Passage =>
══════════════════════════════
Proposed Senatorial Testimony Against US/UK Extradition Treaty


Law Professor Francis A. Boyle (click pic for resume)

Enclosed is Dr Francis A. Boyle’s proposed testimony before the Senate
Foreign Relations Committee against the US/UK Extradition Treaty.

It is published here with permission of the author. He further grants
permission for others to circulation and use it to organize opposition
to holding the next round of treaty hearings. You are free to circulate
it, print it, publish it etc as you see fit.

*************************

Testimony In Opposition To The Ratification Of The
Proposed Extradition Treaty Between The United States
And The United Kingdom (31 March 2003)

by

Professor Francis A. Boyle

Before the Committee on Foreign Relations of the
United States Senate - 2006

Good day. My name is Francis A. Boyle, Professor of Law at
the University of Illinois College of Law in Champaign. I
have already submitted to the Members of this Committee a
detailed Memorandum of Law against the ratification of this
proposed Extradition Treaty dated 4 March 2004 that I
respectfully request be entered into the formal record of
these proceedings together with my written comments here
today.

The United States of America was founded by means of a
Declaration of Independence and a Revolutionary War fought
against the British Monarchy. But under the terms of this
proposed Extradition Treaty, our Founding Fathers and
Mothers such as John Hancock, George Washington, Thomas
Jefferson, James and Dolly Madison would be extradited to
the British Monarchy for prosecution, persecution, and
execution for the very revolutionary activities that
founded the United States of America itself.
Because of this American legacy of revolution against
British Tyranny, the U.S. has always provided a safe haven
for those seeking refuge on our shores. We have always been
wary of efforts by foreign powers to transport Americans
and foreigners for prosecution abroad on political charges.
Indeed, in the Declaration of Independence, one of the
specific complaints against British Tyranny made by Thomas
Jefferson himself was directed at the British outrage of
"transporting us beyond seas to be tried for pretended
offences." Such is the case for this Treaty! For that
reason, several episodes in the early history of our
Republic, such as that of Citizen Genet under Thomas
Jefferson, laid the foundation for the uniquely American
notion of the "political offense exception" to extradition.
══════════════════════════════
Available records =>
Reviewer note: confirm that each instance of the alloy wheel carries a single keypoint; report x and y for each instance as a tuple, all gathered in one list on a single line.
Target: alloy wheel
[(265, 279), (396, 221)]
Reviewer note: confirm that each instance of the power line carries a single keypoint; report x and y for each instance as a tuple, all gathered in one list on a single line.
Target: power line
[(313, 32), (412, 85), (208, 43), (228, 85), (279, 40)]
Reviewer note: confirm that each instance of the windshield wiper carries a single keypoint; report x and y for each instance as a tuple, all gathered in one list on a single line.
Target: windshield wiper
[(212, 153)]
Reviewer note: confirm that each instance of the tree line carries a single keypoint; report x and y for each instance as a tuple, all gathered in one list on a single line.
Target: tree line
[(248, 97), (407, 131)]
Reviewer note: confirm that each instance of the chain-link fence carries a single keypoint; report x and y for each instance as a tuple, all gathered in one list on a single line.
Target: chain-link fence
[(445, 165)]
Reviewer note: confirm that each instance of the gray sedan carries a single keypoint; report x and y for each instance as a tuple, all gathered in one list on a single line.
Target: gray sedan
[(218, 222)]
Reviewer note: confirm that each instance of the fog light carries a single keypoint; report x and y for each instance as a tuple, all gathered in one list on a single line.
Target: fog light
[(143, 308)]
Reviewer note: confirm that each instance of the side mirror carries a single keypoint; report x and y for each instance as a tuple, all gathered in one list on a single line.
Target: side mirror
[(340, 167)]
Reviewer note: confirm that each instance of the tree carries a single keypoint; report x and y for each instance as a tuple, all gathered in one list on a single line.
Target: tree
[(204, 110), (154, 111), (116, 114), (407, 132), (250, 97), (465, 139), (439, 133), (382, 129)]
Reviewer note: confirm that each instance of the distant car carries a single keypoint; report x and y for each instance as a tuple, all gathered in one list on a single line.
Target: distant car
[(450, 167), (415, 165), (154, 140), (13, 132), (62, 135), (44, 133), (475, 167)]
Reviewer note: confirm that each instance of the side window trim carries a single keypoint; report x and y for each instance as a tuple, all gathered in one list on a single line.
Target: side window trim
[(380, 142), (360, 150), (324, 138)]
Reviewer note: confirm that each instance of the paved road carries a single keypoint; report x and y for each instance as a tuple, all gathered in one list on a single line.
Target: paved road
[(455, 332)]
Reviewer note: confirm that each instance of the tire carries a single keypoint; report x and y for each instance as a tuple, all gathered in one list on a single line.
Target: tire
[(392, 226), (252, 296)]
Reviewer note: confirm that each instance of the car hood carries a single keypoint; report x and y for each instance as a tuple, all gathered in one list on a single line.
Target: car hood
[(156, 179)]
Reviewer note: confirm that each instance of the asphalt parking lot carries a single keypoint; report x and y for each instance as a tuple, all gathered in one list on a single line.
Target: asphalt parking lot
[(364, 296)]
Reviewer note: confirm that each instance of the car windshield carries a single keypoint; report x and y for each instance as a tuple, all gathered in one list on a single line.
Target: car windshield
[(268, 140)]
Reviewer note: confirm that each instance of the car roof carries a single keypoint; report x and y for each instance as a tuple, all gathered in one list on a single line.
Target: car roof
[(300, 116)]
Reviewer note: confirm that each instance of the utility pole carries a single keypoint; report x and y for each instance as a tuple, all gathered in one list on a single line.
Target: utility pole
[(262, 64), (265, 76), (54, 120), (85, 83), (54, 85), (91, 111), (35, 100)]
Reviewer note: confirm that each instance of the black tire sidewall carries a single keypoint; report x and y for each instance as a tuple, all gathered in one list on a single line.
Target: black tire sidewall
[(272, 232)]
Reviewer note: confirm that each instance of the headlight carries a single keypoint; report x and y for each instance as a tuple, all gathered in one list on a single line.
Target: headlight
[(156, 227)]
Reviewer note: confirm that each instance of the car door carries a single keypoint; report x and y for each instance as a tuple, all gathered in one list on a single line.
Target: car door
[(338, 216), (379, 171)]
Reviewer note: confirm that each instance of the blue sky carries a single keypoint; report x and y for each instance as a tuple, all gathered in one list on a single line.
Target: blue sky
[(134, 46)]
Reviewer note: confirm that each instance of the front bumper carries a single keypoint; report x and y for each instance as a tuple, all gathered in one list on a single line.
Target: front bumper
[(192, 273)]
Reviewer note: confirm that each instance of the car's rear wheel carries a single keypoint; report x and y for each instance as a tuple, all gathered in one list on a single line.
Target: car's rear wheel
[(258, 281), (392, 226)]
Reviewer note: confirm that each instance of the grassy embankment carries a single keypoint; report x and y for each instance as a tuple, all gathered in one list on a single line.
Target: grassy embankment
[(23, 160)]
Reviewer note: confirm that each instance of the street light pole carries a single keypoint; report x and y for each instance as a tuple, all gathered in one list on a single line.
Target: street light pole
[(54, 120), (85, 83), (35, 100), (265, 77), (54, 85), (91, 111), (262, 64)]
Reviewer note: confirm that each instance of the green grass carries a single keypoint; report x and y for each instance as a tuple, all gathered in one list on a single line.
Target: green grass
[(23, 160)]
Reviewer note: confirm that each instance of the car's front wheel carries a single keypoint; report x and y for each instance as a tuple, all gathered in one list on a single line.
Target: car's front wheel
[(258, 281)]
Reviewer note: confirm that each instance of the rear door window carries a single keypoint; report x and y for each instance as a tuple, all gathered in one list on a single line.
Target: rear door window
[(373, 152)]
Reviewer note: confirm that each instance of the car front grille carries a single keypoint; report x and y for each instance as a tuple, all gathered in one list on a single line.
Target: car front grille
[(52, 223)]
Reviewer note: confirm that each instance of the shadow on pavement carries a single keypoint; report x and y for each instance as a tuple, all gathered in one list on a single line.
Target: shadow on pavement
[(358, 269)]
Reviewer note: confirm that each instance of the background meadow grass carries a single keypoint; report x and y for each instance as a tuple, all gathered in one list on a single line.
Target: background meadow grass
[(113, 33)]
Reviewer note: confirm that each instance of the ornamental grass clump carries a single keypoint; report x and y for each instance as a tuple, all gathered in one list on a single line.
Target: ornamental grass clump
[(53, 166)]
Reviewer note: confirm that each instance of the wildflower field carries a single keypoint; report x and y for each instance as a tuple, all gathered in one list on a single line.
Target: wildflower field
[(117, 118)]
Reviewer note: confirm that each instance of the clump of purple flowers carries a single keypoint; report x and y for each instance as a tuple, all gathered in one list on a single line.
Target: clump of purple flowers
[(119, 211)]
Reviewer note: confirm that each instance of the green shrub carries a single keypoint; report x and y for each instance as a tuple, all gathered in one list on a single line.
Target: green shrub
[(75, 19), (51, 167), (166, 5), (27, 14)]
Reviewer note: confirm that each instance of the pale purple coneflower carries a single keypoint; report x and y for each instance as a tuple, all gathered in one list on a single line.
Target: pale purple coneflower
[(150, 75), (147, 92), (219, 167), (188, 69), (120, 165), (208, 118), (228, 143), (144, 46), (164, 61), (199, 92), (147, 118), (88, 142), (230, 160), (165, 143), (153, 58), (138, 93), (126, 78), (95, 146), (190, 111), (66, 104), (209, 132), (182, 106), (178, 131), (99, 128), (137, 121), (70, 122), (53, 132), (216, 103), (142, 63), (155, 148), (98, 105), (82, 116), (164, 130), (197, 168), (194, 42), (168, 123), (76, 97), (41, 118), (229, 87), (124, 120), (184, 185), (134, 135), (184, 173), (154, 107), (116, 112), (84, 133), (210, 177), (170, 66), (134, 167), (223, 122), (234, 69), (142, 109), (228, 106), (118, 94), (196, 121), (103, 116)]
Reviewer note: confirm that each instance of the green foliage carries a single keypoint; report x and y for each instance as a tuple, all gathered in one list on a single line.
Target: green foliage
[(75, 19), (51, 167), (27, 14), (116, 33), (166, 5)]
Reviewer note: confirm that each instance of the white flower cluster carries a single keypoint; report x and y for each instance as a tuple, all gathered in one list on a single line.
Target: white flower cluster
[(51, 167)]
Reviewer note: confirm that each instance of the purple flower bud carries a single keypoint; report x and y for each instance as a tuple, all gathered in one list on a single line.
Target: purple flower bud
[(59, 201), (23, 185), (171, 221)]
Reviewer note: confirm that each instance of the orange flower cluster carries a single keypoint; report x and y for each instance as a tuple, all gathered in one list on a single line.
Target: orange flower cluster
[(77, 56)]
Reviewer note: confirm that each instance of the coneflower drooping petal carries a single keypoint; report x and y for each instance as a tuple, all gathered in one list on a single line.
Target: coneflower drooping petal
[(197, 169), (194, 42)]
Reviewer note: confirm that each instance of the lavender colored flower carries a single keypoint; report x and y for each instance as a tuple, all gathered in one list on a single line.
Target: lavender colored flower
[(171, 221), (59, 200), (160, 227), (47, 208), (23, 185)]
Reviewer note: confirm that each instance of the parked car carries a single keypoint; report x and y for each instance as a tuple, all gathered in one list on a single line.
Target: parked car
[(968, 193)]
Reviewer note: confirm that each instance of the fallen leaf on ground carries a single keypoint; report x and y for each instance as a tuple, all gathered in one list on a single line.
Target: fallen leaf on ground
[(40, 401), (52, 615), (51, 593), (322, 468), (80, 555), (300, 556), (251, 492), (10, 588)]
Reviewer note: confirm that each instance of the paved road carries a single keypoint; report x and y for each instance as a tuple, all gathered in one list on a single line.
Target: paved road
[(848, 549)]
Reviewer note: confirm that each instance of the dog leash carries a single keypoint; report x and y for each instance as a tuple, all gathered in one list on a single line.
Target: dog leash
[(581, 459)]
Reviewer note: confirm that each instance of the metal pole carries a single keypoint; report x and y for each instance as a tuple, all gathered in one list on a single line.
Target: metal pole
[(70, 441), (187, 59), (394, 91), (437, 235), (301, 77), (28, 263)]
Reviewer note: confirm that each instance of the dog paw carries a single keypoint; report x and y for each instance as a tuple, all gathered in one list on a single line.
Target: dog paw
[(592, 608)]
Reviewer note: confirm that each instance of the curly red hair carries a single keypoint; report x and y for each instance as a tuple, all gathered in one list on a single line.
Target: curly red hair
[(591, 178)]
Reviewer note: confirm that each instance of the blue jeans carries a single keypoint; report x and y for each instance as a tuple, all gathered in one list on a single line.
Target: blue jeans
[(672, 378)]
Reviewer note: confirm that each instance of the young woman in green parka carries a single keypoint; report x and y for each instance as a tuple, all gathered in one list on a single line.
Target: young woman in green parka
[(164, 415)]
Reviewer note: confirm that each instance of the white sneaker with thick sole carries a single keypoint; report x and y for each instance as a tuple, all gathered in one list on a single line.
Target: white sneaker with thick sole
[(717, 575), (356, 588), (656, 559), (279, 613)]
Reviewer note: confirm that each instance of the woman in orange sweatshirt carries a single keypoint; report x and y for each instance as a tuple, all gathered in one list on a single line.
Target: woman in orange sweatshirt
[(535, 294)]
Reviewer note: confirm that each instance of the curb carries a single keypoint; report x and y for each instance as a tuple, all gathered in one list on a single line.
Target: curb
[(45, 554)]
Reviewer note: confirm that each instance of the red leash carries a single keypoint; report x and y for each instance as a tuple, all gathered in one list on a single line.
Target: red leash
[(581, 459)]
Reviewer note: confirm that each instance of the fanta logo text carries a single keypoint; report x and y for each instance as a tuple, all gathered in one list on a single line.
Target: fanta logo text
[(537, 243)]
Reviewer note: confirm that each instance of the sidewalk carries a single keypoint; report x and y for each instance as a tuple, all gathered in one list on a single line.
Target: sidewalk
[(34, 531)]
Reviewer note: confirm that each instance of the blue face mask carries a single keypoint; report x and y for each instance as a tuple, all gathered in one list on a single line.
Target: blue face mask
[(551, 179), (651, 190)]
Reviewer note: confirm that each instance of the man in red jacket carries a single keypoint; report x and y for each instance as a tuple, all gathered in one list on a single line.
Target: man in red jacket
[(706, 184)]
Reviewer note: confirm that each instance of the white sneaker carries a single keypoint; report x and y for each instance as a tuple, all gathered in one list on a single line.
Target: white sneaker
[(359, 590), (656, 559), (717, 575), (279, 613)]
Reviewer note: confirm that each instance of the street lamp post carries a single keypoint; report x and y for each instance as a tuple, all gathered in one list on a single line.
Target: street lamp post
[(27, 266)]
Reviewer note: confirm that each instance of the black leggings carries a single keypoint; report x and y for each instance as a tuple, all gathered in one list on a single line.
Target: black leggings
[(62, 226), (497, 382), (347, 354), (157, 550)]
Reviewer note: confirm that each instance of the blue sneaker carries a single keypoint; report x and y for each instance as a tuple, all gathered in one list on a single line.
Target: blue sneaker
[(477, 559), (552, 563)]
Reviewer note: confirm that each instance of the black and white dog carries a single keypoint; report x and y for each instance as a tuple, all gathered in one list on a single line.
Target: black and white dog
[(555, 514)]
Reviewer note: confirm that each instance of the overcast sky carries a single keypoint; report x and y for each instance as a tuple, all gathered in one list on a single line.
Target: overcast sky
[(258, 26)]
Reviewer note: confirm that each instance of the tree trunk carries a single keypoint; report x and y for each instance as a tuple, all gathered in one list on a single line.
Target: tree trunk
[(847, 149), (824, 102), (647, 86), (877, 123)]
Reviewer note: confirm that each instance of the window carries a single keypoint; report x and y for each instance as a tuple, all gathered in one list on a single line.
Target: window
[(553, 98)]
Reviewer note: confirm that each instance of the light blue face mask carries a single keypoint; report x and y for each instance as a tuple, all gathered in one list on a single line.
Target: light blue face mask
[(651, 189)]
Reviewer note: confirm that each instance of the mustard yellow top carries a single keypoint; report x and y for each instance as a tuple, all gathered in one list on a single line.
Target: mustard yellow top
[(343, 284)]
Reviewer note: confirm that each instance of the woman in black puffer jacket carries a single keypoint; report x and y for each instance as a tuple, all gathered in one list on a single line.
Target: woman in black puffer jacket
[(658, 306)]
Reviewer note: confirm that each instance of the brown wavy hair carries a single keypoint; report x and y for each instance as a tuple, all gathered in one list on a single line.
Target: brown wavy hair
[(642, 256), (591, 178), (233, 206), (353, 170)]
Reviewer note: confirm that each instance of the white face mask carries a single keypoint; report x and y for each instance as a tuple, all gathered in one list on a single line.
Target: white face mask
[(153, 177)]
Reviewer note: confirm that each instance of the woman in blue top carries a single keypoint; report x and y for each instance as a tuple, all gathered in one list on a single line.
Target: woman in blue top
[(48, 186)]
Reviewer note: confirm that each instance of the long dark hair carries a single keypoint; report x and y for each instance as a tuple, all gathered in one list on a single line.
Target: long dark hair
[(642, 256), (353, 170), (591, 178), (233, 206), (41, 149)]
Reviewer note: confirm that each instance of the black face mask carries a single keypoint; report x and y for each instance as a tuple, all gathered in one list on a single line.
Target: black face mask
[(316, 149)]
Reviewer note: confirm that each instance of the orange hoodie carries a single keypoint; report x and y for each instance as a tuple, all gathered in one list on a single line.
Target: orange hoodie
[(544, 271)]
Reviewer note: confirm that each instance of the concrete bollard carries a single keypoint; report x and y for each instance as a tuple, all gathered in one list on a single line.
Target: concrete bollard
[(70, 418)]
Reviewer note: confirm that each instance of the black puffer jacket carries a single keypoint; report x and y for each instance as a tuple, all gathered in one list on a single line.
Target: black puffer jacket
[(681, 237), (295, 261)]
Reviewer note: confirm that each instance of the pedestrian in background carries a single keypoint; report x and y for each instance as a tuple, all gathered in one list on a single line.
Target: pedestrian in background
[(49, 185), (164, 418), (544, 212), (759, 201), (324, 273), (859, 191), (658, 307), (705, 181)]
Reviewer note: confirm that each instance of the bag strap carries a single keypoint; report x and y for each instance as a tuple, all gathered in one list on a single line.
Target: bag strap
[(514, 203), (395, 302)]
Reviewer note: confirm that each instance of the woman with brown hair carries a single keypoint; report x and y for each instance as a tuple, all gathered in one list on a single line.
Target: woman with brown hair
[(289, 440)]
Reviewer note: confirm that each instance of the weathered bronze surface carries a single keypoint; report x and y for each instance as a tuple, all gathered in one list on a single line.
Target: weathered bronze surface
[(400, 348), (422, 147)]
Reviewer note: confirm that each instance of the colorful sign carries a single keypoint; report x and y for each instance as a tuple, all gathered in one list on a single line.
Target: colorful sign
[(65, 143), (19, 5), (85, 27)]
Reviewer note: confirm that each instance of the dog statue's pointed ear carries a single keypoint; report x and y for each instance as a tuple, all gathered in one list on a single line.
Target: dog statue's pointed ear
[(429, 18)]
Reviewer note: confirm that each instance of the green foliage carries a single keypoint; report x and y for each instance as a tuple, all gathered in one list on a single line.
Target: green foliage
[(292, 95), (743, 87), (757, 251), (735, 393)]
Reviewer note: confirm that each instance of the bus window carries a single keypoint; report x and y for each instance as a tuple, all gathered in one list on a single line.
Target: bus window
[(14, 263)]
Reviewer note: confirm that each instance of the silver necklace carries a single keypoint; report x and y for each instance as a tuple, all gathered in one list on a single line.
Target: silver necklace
══════════════════════════════
Exercise tasks =>
A - Write out the testimony on the US/UK extradition treaty in full, word for word.
B - In the records, reproduce only the lines starting with the line containing "Reviewer note: confirm that each instance of the car roof" and continuing through the line containing "[(300, 116)]", including both of those lines.
The records are unrelated to the testimony.

Full answers =>
A -
Proposed Senatorial Testimony Against US/UK Extradition Treaty


Law Professor Francis A. Boyle (click pic for resume)

Enclosed is Dr Francis A. Boyle’s proposed testimony before the Senate
Foreign Relations Committee against the US/UK Extradition Treaty.

It is published here with permission of the author. He further grants
permission for others to circulation and use it to organize opposition
to holding the next round of treaty hearings. You are free to circulate
it, print it, publish it etc as you see fit.

*************************

Testimony In Opposition To The Ratification Of The
Proposed Extradition Treaty Between The United States
And The United Kingdom (31 March 2003)

by

Professor Francis A. Boyle

Before the Committee on Foreign Relations of the
United States Senate - 2006

Good day. My name is Francis A. Boyle, Professor of Law at
the University of Illinois College of Law in Champaign. I
have already submitted to the Members of this Committee a
detailed Memorandum of Law against the ratification of this
proposed Extradition Treaty dated 4 March 2004 that I
respectfully request be entered into the formal record of
these proceedings together with my written comments here
today.

The United States of America was founded by means of a
Declaration of Independence and a Revolutionary War fought
against the British Monarchy. But under the terms of this
proposed Extradition Treaty, our Founding Fathers and
Mothers such as John Hancock, George Washington, Thomas
Jefferson, James and Dolly Madison would be extradited to
the British Monarchy for prosecution, persecution, and
execution for the very revolutionary activities that
founded the United States of America itself.
Because of this American legacy of revolution against
British Tyranny, the U.S. has always provided a safe haven
for those seeking refuge on our shores. We have always been
wary of efforts by foreign powers to transport Americans
and foreigners for prosecution abroad on political charges.
Indeed, in the Declaration of Independence, one of the
specific complaints against British Tyranny made by Thomas
Jefferson himself was directed at the British outrage of
"transporting us beyond seas to be tried for pretended
offences." Such is the case for this Treaty! For that
reason, several episodes in the early history of our
Republic, such as that of Citizen Genet under Thomas
Jefferson, laid the foundation for the uniquely American
notion of the "political offense exception" to extradition.

B -
Reviewer note: confirm that each instance of the car roof carries a single keypoint; report x and y for each instance as a tuple, all gathered in one list on a single line.
Target: car roof
[(300, 116)]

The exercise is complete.